Daily Nourishment for November 25, 2024: You Communicate a Lot by the Objects You Choose with Guidance from Lauren Winner

Daily Nourishment Read Time: 60 seconds
Pause/Prompt/Practice Time: 15 minutes


A Note from Lauren: This week’s invitations will each consider a writer or visual artist with a late November birthday. Today is the birthday of photographer Jo Ann Callis (1940).

Pause.

Allowing your breath to slow, take a moment to look:

Milk Bath, 1979

Untitled, [Hand and Honey] from Early Color Portfolio, Circa 1976

Man on Bed with Crumbs, 1979

Untitled, [man in window] from the Early Black and White Portfolio, Circa Early 1970's

Raven and Cake, 1980

How did your body feel when gazing at these images?

Which did you wish to longer over? Which move quickly away from?

 

Prompt.

Callis, who characteristically explores domestic space — or studio space staged to look like domestic space, has spoken about her work in lectures and interviews:

“The images are more about the routine of life, the actions in which we partake every day. I set my photos in a home because having a home is something for which I’m so grateful and consider a backbone to my life. It is the stage for so many crucial things that occur in a lifetime.”

“[Home] is a place of comfort and discomfort. There is a parallel between the two in most everything. I wanted to make work that represented that dichotomy.”

She aims to do “anything to disrupt the normal, a little bit.”

“You communicate a lot by the objects you choose. Picture the house you grew up in. All the places I’ve lived, I remember them, the feelings I had about them. I looked at those rooms and I thought, ‘There’s my life.’“

“If you set the stage well enough, you will communicate something.”

“We come and we go,” Callis has said, “but our things last.” (This seems to me mistaken. Our things break, decay, rust, crumble.)

 

Practice.

In several of the quotations above, Callis speaks about objects:  “You communicate a lot by the objects you choose” and “If you set the stage well enough, you will communicate something” and “our things last.”

Data rows:

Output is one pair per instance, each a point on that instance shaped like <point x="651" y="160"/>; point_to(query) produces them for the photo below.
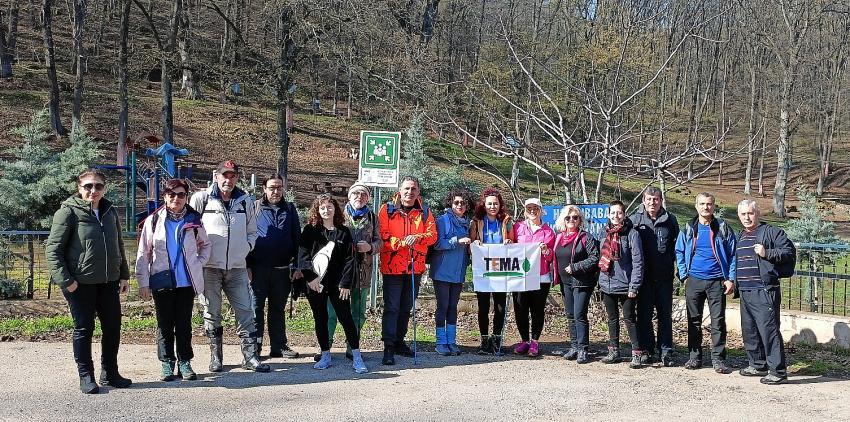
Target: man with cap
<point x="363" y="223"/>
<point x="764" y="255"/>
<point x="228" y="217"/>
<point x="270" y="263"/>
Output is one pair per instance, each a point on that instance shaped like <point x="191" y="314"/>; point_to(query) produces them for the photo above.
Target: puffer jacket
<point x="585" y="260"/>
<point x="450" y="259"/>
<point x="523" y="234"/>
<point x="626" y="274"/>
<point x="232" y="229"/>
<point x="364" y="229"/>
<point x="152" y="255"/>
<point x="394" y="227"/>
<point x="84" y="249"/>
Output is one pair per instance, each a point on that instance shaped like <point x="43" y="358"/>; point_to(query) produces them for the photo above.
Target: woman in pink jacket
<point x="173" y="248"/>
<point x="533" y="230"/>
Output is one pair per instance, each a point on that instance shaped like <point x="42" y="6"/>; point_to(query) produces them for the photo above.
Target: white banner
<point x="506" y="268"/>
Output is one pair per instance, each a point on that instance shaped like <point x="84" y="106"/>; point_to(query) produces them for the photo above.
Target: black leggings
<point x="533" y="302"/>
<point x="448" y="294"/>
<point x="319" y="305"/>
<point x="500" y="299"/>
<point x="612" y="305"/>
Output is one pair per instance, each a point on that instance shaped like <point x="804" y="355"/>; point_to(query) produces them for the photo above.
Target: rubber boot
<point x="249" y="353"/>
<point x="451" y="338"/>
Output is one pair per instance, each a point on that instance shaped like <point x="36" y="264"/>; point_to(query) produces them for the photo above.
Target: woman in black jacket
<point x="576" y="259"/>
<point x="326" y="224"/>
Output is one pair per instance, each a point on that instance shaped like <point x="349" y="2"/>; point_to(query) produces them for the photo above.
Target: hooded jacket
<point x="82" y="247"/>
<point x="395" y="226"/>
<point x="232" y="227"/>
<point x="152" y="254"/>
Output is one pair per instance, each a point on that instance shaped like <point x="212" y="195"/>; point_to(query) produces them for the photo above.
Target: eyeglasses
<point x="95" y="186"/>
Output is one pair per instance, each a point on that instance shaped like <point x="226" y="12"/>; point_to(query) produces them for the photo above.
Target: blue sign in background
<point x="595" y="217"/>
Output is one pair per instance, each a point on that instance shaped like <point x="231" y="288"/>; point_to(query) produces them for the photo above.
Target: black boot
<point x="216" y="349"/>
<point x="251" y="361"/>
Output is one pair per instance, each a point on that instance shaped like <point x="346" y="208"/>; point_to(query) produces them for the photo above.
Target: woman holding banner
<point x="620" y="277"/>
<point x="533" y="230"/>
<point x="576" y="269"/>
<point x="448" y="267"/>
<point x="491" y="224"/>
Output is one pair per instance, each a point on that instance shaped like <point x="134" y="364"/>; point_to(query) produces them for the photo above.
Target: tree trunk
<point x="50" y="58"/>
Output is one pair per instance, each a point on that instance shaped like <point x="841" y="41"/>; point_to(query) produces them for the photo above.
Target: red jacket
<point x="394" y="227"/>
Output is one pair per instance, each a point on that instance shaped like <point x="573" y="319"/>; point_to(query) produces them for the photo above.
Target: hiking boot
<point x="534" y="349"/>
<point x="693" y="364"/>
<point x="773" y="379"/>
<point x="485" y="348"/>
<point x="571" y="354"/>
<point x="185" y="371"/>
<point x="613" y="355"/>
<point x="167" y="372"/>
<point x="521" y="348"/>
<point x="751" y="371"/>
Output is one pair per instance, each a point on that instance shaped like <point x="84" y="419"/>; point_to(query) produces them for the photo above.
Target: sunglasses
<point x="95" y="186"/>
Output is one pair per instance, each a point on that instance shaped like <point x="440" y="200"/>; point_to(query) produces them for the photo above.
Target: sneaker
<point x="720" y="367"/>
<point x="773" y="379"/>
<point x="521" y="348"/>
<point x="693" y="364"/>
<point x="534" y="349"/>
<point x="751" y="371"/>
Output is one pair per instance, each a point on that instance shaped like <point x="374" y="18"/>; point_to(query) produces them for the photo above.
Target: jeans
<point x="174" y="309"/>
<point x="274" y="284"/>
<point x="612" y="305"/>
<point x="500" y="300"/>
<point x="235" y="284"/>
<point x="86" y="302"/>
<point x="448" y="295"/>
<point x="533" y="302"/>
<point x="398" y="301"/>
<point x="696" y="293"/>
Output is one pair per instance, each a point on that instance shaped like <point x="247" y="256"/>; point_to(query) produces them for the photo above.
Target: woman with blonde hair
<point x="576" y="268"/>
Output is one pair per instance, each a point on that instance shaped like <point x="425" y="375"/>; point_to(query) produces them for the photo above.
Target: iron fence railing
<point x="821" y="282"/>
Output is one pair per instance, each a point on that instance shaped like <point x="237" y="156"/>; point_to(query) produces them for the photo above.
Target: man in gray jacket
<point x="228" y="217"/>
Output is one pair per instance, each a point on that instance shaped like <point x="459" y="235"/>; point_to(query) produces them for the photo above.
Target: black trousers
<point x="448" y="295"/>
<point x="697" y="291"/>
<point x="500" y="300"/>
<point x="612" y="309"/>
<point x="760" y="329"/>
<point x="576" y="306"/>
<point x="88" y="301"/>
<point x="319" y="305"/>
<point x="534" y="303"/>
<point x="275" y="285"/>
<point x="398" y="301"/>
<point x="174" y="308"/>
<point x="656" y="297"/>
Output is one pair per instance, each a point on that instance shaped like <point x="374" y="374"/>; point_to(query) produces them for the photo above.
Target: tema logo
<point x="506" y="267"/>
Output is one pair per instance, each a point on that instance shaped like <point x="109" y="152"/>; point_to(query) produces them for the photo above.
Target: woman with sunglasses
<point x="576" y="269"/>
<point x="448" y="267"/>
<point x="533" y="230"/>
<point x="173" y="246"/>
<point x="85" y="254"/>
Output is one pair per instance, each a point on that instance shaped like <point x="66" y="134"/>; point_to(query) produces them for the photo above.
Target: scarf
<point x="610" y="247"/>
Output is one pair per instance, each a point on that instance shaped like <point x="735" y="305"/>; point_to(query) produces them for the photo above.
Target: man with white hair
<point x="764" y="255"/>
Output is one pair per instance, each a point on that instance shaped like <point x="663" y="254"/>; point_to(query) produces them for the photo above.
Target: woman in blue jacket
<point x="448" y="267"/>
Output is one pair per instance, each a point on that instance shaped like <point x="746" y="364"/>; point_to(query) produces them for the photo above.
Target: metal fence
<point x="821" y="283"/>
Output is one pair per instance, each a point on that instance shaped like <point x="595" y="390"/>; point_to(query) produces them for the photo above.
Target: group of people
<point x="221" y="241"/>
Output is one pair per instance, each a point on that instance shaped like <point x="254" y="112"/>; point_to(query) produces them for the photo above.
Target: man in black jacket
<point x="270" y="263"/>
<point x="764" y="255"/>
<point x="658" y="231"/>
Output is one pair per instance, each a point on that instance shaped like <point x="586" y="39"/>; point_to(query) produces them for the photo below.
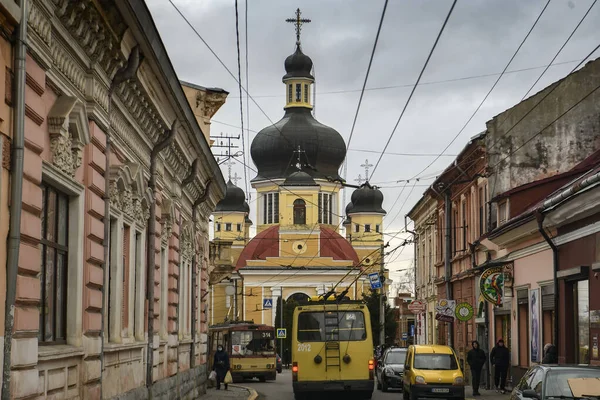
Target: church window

Written request 1:
Decide whether each statement agrees with the Jo Ann Callis reflection, giving yes or no and the deciding words from it: (a) Callis was born in 1940. (b) The pause, prompt and practice time is given as 60 seconds. (c) The note's writer agrees with Callis that our things last.
Written request 2:
Extend the Jo Ann Callis reflection, picking up after its final sentence.

Task result 1:
(a) Yes: "Today is the birthday of photographer Jo Ann Callis (1940)."
(b) No: "Pause/Prompt/Practice Time: 15 minutes"
(c) No: "This seems to me mistaken."

Task result 2:
Recall the most interesting thing that happened to you yesterday. Then brainstorm eight objects that were part and parcel of that happening.  Then decide which two or three of the eight communicate the most about the happening. Then, for five minutes, in a paragraph or poem, write the interesting happening, including those two or three objects and allowing them to communicate whatever about the happening most urgently needs to be communicated. 

Or

Write a poem or paragraph set in your home, communicating both comfort and discomfort.

An additional practice to carry with you into the day, or week:

When asked by an interviewer about her “process,” Callis said “It is hard to explain what my creative process is. The process of getting ideas is the most important part of the process for me, and it is often elusive. Where do ideas come from? When I am in the creative mode, I try to become especially sensitive and aware of life and relationships around me. I become attuned to visual and intellectual stimuli, and I try to see how my art can reflect those observations and feelings.” As you go through the day or week," be especially sensitive and aware of life and relationships around” yourself, and “attuned to visual and intellectual stimuli.” If ideas for future writing come, jot them down or voice-memo them.  Perhaps find a 20- or 30-minute window to follow one of the ideas. 

Want More?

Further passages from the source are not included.